Records from a point labeling set:
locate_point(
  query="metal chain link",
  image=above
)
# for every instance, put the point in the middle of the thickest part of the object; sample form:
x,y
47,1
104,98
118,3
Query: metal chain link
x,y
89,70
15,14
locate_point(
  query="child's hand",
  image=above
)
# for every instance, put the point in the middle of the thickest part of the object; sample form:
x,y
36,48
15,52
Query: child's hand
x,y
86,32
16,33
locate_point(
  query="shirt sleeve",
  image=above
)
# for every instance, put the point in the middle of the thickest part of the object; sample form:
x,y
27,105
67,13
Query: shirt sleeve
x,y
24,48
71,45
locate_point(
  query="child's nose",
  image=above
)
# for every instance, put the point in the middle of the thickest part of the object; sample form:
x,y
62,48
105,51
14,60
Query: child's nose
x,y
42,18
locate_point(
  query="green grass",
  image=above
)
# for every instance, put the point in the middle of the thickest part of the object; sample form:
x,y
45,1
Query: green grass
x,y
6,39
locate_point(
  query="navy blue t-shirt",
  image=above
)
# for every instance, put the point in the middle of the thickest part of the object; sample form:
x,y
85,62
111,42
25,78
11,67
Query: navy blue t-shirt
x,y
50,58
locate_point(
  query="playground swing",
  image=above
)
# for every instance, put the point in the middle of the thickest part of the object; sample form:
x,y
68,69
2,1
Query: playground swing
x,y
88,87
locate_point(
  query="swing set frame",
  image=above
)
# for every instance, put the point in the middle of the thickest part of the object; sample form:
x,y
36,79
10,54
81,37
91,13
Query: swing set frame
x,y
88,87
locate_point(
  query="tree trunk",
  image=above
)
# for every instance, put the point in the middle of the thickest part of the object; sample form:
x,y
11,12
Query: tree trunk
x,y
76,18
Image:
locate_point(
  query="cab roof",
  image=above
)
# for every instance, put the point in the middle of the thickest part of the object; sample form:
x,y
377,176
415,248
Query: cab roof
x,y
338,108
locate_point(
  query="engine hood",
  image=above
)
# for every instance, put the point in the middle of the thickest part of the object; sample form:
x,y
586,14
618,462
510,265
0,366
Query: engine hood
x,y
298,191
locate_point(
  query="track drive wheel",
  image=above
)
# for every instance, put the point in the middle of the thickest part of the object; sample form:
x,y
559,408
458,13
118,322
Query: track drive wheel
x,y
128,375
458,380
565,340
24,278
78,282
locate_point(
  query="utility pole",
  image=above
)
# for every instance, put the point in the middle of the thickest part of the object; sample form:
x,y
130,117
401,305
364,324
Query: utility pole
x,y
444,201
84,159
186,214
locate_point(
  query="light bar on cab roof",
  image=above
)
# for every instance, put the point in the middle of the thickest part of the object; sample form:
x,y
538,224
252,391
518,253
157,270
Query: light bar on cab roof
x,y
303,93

Requirements: Find each line in the items above that contains the word "navy", and copy those lines.

Answer to this task:
  query="navy blue t-shirt",
Query: navy blue t-shirt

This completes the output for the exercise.